[Direction]:
Reproduce all of the data below word for word, leaving out the pictures.

[Excerpted data]:
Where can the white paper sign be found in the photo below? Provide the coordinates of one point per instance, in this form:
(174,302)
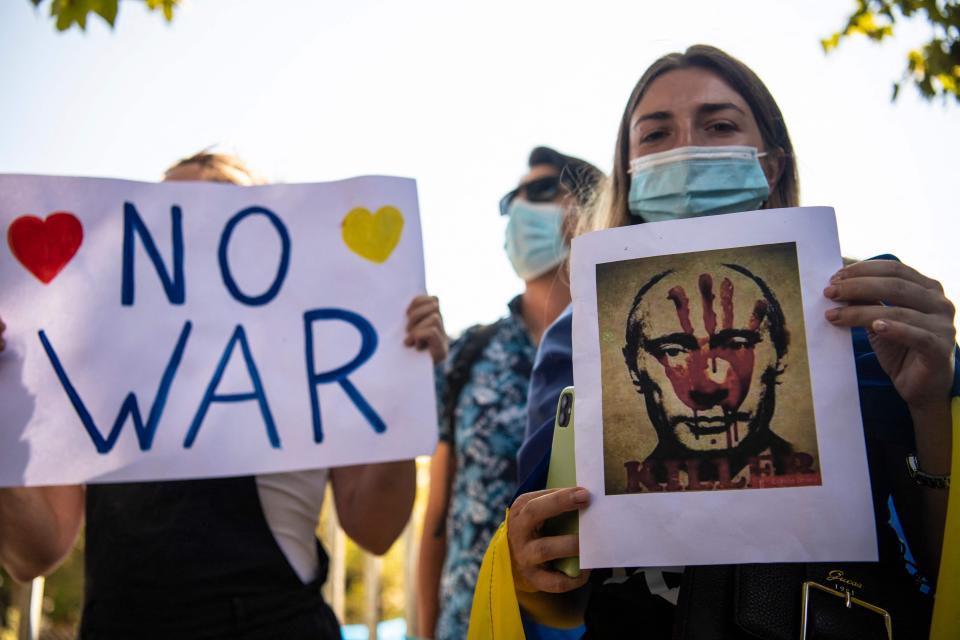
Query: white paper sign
(718,419)
(182,330)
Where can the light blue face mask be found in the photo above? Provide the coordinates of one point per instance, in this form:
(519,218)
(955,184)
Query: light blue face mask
(697,181)
(534,241)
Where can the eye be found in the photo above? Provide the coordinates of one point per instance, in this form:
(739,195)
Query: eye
(671,350)
(740,342)
(653,136)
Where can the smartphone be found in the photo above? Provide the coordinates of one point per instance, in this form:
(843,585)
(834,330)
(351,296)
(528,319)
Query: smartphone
(562,472)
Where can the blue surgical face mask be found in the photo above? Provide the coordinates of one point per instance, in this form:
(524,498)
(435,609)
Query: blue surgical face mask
(534,240)
(697,181)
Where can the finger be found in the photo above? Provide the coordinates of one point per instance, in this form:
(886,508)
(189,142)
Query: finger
(547,548)
(924,342)
(553,504)
(865,315)
(431,323)
(892,291)
(886,269)
(522,525)
(418,300)
(416,314)
(552,581)
(426,338)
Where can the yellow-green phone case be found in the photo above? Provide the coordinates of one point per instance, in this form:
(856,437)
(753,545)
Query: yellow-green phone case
(563,473)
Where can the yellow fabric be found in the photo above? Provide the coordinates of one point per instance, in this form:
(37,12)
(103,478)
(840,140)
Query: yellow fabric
(496,608)
(946,609)
(496,613)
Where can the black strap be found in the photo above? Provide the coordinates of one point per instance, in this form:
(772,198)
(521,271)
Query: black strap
(459,374)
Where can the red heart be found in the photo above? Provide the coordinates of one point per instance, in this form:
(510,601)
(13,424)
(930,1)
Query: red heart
(45,247)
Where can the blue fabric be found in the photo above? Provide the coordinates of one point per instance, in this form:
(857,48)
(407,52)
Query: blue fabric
(552,372)
(489,418)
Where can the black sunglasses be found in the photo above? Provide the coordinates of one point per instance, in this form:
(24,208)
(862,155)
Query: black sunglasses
(539,190)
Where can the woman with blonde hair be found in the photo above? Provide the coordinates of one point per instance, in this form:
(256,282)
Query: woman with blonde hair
(673,159)
(212,558)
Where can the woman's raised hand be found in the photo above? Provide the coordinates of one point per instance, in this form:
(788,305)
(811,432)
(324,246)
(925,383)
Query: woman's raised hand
(909,321)
(530,550)
(425,328)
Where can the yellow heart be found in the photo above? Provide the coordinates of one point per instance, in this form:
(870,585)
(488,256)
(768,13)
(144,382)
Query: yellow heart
(373,236)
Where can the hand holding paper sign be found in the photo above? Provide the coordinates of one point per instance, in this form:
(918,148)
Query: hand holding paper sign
(190,310)
(913,335)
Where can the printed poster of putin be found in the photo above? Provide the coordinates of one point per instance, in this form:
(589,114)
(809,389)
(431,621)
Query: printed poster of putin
(705,378)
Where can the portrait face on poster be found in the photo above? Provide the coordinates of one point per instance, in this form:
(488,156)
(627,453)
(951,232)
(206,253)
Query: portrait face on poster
(705,379)
(717,410)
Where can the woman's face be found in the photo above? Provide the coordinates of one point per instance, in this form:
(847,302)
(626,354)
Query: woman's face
(691,107)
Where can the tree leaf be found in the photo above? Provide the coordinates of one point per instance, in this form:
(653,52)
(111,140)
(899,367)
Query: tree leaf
(107,9)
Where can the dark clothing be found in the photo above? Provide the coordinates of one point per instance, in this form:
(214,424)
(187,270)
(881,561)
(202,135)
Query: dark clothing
(193,559)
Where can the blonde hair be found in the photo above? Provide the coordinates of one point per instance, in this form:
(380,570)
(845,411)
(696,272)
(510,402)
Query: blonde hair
(609,206)
(220,167)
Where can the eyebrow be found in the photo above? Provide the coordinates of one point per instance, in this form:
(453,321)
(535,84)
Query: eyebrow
(707,108)
(656,115)
(685,340)
(713,107)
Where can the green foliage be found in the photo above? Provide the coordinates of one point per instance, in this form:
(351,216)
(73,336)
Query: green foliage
(933,68)
(68,13)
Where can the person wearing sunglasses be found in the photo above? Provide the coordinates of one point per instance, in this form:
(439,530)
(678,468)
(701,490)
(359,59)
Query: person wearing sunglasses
(483,393)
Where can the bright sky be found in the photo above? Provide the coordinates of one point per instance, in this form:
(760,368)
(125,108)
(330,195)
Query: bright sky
(456,95)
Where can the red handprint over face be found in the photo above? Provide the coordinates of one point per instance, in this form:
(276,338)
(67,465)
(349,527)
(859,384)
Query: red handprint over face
(700,337)
(695,369)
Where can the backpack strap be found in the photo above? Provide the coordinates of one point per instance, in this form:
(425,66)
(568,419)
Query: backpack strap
(459,374)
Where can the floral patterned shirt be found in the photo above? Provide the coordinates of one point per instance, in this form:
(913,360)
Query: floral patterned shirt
(489,422)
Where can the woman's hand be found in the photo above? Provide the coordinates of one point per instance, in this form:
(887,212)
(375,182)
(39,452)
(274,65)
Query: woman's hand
(530,551)
(909,322)
(425,328)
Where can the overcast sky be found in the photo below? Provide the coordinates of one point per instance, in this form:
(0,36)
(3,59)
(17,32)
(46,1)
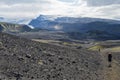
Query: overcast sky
(78,8)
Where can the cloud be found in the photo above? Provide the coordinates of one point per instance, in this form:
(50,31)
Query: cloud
(77,8)
(102,2)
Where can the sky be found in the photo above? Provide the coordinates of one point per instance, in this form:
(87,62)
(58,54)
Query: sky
(74,8)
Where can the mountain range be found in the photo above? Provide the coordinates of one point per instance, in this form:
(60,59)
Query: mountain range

[The result]:
Where can the white paper sign be found in the photo below? Provide the coordinates of one point per instance, in this form:
(174,302)
Query: white paper sign
(718,419)
(182,330)
Where can the light blue face mask be found in the photo above? Provide the coordinates of one point per instance, in this form:
(519,218)
(955,184)
Query: light blue face mask
(697,181)
(534,241)
Where can the eye be found in the photo above? Provide the coordinates of one point per instance, in this form:
(739,195)
Query: eye
(671,350)
(740,342)
(653,136)
Where can the smartphone be found in the photo above? Provide the coordinates of one point per instance, in this form:
(843,585)
(834,330)
(351,296)
(528,319)
Query: smartphone
(562,472)
Where can the blue surgical face mask be found in the photo above? Provide the coordinates of one point per instance, in this form:
(524,498)
(435,609)
Query: blue surgical face mask
(534,240)
(697,181)
Where can the finger be found in the photo above? Provide the coordinates of one point per instance, in this form:
(886,508)
(189,142)
Query: finger
(547,548)
(924,342)
(553,504)
(865,315)
(431,323)
(892,291)
(886,269)
(522,525)
(418,300)
(416,314)
(552,581)
(426,338)
Where can the yellow-green phone case be found in the photo above? Provide the coordinates of one point per instance, in this form:
(856,437)
(753,545)
Query: yellow-green phone case
(563,473)
Where can the yellow fabric be found in the photo above? Provide the coordinates of one point per instance, in this form:
(37,12)
(103,478)
(840,140)
Query: yellow fabric
(496,608)
(946,609)
(496,613)
Where can the black strap be found in the photo above? Provide the coordinates of one point per instance, in this form:
(772,198)
(521,271)
Query: black strap
(459,374)
Where can the red heart be found in the photo above? Provide the coordinates of one point per instance, in this form:
(510,601)
(13,424)
(930,1)
Query: red heart
(45,247)
Where can the blue fabric be found in the photo above? Provide the coordinates of one point per instance, in this form:
(857,48)
(407,52)
Query: blue fabric
(552,372)
(489,418)
Where can the black sunglasses be found in the photo above? Provide the coordinates of one point per instance, in this form:
(24,208)
(862,155)
Query: black sunglasses
(539,190)
Where can the woman with blonde hair be found in the photo above? Provide the coordinates of one point per instance, in this form:
(256,282)
Query: woman with blonde hair
(673,159)
(212,558)
Where can the woman's raised hand be found in the photo above? Provide the coordinates of one point per instance, in this form:
(788,305)
(811,432)
(324,246)
(925,383)
Query: woman's raised hand
(909,321)
(530,550)
(425,328)
Where can the yellow heart be found in the photo above? Provide the coordinates of one point per instance, in this form:
(870,585)
(488,256)
(768,13)
(144,382)
Query: yellow heart
(373,236)
Where can the hand holding paper sign be found in the photo above? Provide the coordinates of one point per instance, in this form:
(918,148)
Query: hand holding paper sign
(190,310)
(913,335)
Where can the printed poster of putin be found in the photo above? Provide the coordinates of one point per instance, in this form:
(589,114)
(809,389)
(431,621)
Query: printed poster of putin
(705,378)
Where can the portrait face on poster be found in the photo above? Provide the coordinates of one point per instance, in this form:
(488,156)
(627,453)
(951,232)
(206,253)
Query: portrait face on poster
(705,379)
(717,410)
Where can the woman's face be found in the photo above? Provide the coordinates of one point per instance, in this form:
(847,302)
(626,354)
Query: woman's face
(691,107)
Where can the tree leaf be found in the photo above? Provide the coordinates of one point per instance, in this form:
(653,52)
(111,140)
(899,367)
Query: tree leaf
(107,9)
Where can the dark clothing be found in the photo above? Provide the coordinates of one point per instance, in this form:
(214,424)
(187,270)
(881,561)
(202,135)
Query: dark clothing
(193,559)
Where can the blonde hair be found in the photo above? Provide the coordinates of one point per instance, in this form:
(380,570)
(845,411)
(696,272)
(510,402)
Query: blonde hair
(609,206)
(220,167)
Where can the eyebrow be found in the photo above? Provide the coordinates of one point per instance, in this form:
(453,321)
(535,84)
Query: eyebrow
(707,108)
(656,115)
(685,340)
(713,107)
Where can the green foliage be found in the photo above? Provide the coordinates of one point per instance, in this form:
(351,216)
(73,336)
Query: green foliage
(933,68)
(68,13)
Where can the person wearing sunglasses be found in the photo above? Provide the coordinates of one point per instance, in this form:
(439,530)
(678,468)
(701,490)
(359,59)
Query: person wearing sunglasses
(483,393)
Where can the bright sky be found in the photo above? Provide the coordinates of one point per instance, in this form:
(760,368)
(125,108)
(330,195)
Query: bright sky
(456,95)
Where can the red handprint over face be found in the photo above? Provide the coordinates of one point per instance, in this form:
(276,338)
(67,465)
(349,527)
(859,384)
Query: red handprint over face
(700,337)
(695,369)
Where can the backpack strap be found in the photo above? Provide the coordinates of one point per instance, in this form:
(425,66)
(568,419)
Query: backpack strap
(459,374)
Where can the floral patterned shirt be found in the photo above? Provide the coordinates of one point per instance, in this form:
(913,360)
Query: floral patterned shirt
(489,422)
Where can the woman's hand be found in the photo above? Provide the coordinates of one point per instance, in this form:
(887,212)
(375,182)
(39,452)
(274,65)
Query: woman's hand
(530,551)
(909,322)
(425,328)
Where can the overcast sky be found in the photo below? Provide the coordinates of one point per instance, in this form:
(0,36)
(3,59)
(17,32)
(46,1)
Query: overcast sky
(78,8)
Where can the cloud be found in the photo above? Provide the coordinates of one point per instance, in this form:
(50,31)
Query: cloud
(77,8)
(102,2)
Where can the sky be found in the photo above? Provide the coordinates of one point per instance, in this form:
(87,62)
(58,54)
Query: sky
(74,8)
Where can the mountain range be found in the photo above? Provide the coordinates of one point per instance, in this form:
(60,59)
Query: mountain range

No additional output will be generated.